───── Source extract

A new nurse named Margie Cutler arrives at the 4077. Realizing Cutler is an incredible distraction for Pierce and McIntyre, Major Houlihan has her transferred to another unit. Hawkeye and Trapper, desperate to get her back, agree to have Trapper fight in a boxing tournament. To secure victory, Ugly John shows Hawkeye and Trapper how to coat one of the boxing gloves in ether, but Burns and Houlihan, looking to foul them up, swap the ether for water. Hawkeye, realizing what they did, quickly gets more ether, coats Trapper's glove, allowing him to "knock out" his opponent.

This episode's title is a parody of Requiem for a Heavyweight, a 1956 episode of Playhouse 90 starring Jack Palance as a washed up professional boxer. Requiem for a Heavyweight was made into a theatrical film starring Anthony Quinn in 1962.

==Plot==
After meeting new nurse Margie Cutler together, Hawkeye and Trapper each are determined to become her lover. While they are all discussing surgical procedures in the mess tent Major Houlihan tells Cutler she needs to see her. After they leave, Hawkeye and Trapper both try to let on that they're going back to sleep or work. However, they both go to Cutler's tent and find her packing her things; Houlihan had her transferred to another unit because she was a distraction.

Hawkeye and Trapper go to Col. Blake's office to demand that Cutler's transfer be stopped. He tells them that Major Houlihan makes all the decisions about the nursing staff, but if one of them would box in the tournament he's having with Brigadier General Barker, he would see what he could do. After sadly watching Cutler drive off in a jeep, Trapper decides to fight.

Hawkeye spends some time training Trapper but neither are really confident about winning, especially after they discover Trapper has a "glass stomach". While the two are relaxing in the Swamp, Radar comes in and tells them that Trapper's opponent has arrived and that he heard that the guy is remarkably tough. They decide the only way Trapper is going to survive is if they cheat. Ugly John's plan is to rub ether on Trapper's boxing glove and then to get his opponent in a clinch so that the ether's fumes will knock him out.

──────────
───── Excerpted data

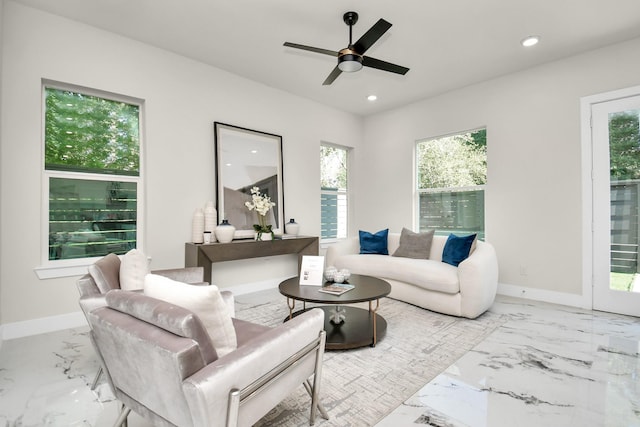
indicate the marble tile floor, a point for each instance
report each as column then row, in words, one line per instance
column 548, row 365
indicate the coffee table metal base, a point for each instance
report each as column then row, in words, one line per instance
column 356, row 331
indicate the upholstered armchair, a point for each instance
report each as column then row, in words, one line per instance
column 104, row 276
column 162, row 364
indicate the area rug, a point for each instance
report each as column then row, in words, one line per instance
column 362, row 386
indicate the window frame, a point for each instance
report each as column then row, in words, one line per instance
column 76, row 266
column 420, row 191
column 346, row 193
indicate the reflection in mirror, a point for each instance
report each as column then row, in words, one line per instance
column 246, row 158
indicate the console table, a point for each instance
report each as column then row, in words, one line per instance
column 203, row 255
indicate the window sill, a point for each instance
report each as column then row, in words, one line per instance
column 53, row 272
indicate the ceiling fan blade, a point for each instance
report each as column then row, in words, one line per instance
column 334, row 75
column 311, row 49
column 367, row 61
column 371, row 36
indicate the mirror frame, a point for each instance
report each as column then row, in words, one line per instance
column 222, row 143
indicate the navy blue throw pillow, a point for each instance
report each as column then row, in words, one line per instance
column 374, row 243
column 457, row 249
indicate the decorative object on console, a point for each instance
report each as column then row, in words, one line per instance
column 197, row 226
column 210, row 219
column 262, row 204
column 374, row 243
column 292, row 227
column 225, row 232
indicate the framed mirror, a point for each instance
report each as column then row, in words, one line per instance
column 245, row 159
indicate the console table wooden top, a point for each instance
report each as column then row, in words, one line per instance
column 203, row 255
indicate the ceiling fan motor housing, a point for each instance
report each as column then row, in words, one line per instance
column 349, row 60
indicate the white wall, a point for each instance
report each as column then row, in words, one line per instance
column 183, row 98
column 533, row 196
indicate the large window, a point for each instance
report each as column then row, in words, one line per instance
column 451, row 175
column 91, row 173
column 333, row 191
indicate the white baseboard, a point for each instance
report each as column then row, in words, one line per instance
column 543, row 295
column 74, row 320
column 43, row 325
column 249, row 288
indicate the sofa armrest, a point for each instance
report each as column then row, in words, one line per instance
column 207, row 391
column 229, row 300
column 348, row 246
column 478, row 277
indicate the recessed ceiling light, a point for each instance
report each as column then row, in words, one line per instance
column 530, row 41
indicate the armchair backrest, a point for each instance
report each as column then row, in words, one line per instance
column 149, row 347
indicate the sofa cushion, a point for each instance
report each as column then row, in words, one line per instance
column 457, row 248
column 134, row 266
column 374, row 243
column 106, row 273
column 423, row 273
column 414, row 245
column 205, row 301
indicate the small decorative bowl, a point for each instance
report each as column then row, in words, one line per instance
column 330, row 273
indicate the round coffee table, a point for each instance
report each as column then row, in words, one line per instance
column 359, row 327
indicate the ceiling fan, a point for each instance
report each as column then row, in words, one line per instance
column 352, row 58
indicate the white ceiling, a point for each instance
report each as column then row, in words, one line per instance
column 447, row 44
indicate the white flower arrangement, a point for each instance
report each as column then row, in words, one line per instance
column 261, row 203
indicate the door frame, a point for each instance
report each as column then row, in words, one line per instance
column 586, row 104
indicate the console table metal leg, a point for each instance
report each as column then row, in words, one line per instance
column 291, row 303
column 375, row 315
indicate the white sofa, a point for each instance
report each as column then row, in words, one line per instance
column 465, row 291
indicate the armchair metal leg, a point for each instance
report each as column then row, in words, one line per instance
column 234, row 408
column 317, row 376
column 323, row 412
column 122, row 418
column 96, row 379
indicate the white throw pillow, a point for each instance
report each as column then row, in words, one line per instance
column 133, row 267
column 205, row 301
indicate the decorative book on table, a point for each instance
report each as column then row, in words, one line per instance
column 336, row 288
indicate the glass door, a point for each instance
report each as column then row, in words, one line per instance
column 616, row 205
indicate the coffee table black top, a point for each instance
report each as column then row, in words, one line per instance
column 367, row 288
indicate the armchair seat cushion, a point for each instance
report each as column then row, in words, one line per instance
column 205, row 301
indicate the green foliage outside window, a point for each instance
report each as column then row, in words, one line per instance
column 86, row 133
column 624, row 145
column 333, row 167
column 453, row 161
column 87, row 137
column 448, row 170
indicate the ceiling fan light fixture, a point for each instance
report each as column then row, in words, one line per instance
column 530, row 41
column 350, row 63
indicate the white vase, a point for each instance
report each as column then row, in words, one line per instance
column 197, row 226
column 225, row 232
column 210, row 219
column 263, row 236
column 292, row 227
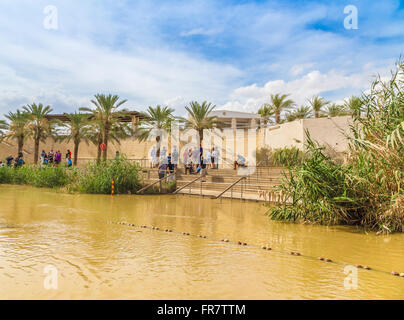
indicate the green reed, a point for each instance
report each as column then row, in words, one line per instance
column 367, row 189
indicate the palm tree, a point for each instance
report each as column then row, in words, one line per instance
column 107, row 115
column 336, row 110
column 266, row 112
column 156, row 120
column 279, row 103
column 40, row 126
column 78, row 128
column 354, row 105
column 317, row 104
column 199, row 117
column 3, row 126
column 300, row 113
column 18, row 128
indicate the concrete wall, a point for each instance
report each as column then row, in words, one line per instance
column 329, row 132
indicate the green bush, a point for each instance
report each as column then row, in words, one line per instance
column 6, row 175
column 367, row 191
column 289, row 156
column 98, row 175
column 47, row 177
column 96, row 178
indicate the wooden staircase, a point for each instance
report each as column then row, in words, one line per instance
column 259, row 185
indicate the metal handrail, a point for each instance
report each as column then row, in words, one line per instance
column 155, row 182
column 229, row 187
column 187, row 184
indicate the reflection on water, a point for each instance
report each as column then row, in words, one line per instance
column 98, row 260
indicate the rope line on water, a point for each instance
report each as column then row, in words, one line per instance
column 264, row 247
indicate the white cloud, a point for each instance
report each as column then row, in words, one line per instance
column 199, row 32
column 251, row 98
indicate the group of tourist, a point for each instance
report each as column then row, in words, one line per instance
column 13, row 162
column 193, row 159
column 55, row 158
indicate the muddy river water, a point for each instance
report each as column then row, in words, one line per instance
column 62, row 246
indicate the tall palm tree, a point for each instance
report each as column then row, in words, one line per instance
column 78, row 131
column 279, row 103
column 3, row 126
column 40, row 126
column 199, row 117
column 156, row 121
column 354, row 105
column 317, row 104
column 336, row 110
column 300, row 113
column 18, row 128
column 107, row 115
column 266, row 112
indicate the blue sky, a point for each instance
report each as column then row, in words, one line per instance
column 232, row 53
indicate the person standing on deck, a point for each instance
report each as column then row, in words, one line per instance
column 175, row 157
column 153, row 157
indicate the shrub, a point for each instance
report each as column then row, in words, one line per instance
column 289, row 156
column 98, row 175
column 366, row 191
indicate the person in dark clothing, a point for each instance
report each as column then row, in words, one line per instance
column 162, row 170
column 9, row 160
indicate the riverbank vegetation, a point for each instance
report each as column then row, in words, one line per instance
column 95, row 178
column 368, row 189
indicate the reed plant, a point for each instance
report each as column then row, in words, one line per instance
column 96, row 178
column 366, row 190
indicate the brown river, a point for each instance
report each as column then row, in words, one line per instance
column 72, row 240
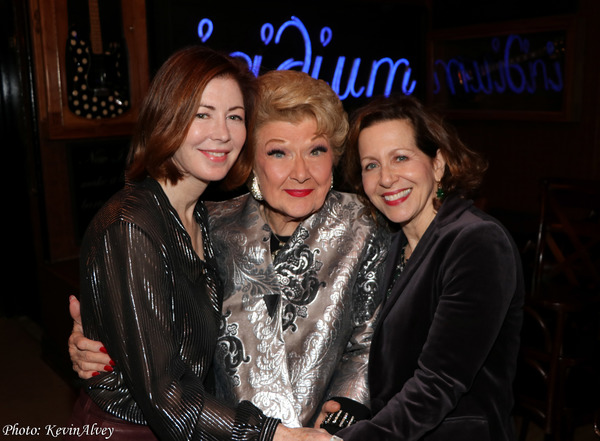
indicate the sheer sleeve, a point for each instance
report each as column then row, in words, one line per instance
column 130, row 303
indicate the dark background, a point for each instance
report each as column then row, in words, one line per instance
column 63, row 183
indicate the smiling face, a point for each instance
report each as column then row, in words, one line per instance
column 294, row 168
column 216, row 135
column 398, row 178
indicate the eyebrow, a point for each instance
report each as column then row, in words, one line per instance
column 208, row 106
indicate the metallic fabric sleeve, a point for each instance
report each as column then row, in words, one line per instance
column 156, row 306
column 350, row 377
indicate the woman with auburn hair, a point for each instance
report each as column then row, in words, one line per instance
column 444, row 350
column 150, row 287
column 299, row 262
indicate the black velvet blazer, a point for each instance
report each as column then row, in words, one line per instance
column 443, row 355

──────────

**Task instructions**: Restate the episode summary between "A new nurse" and "Quinn in 1962.", inclusive, changing "ether" to "chloroform".

**Task answer**:
A new nurse named Margie Cutler arrives at the 4077. Realizing Cutler is an incredible distraction for Pierce and McIntyre, Major Houlihan has her transferred to another unit. Hawkeye and Trapper, desperate to get her back, agree to have Trapper fight in a boxing tournament. To secure victory, Ugly John shows Hawkeye and Trapper how to coat one of the boxing gloves in chloroform, but Burns and Houlihan, looking to foul them up, swap the chloroform for water. Hawkeye, realizing what they did, quickly gets more chloroform, coats Trapper's glove, allowing him to "knock out" his opponent.

This episode's title is a parody of Requiem for a Heavyweight, a 1956 episode of Playhouse 90 starring Jack Palance as a washed up professional boxer. Requiem for a Heavyweight was made into a theatrical film starring Anthony Quinn in 1962.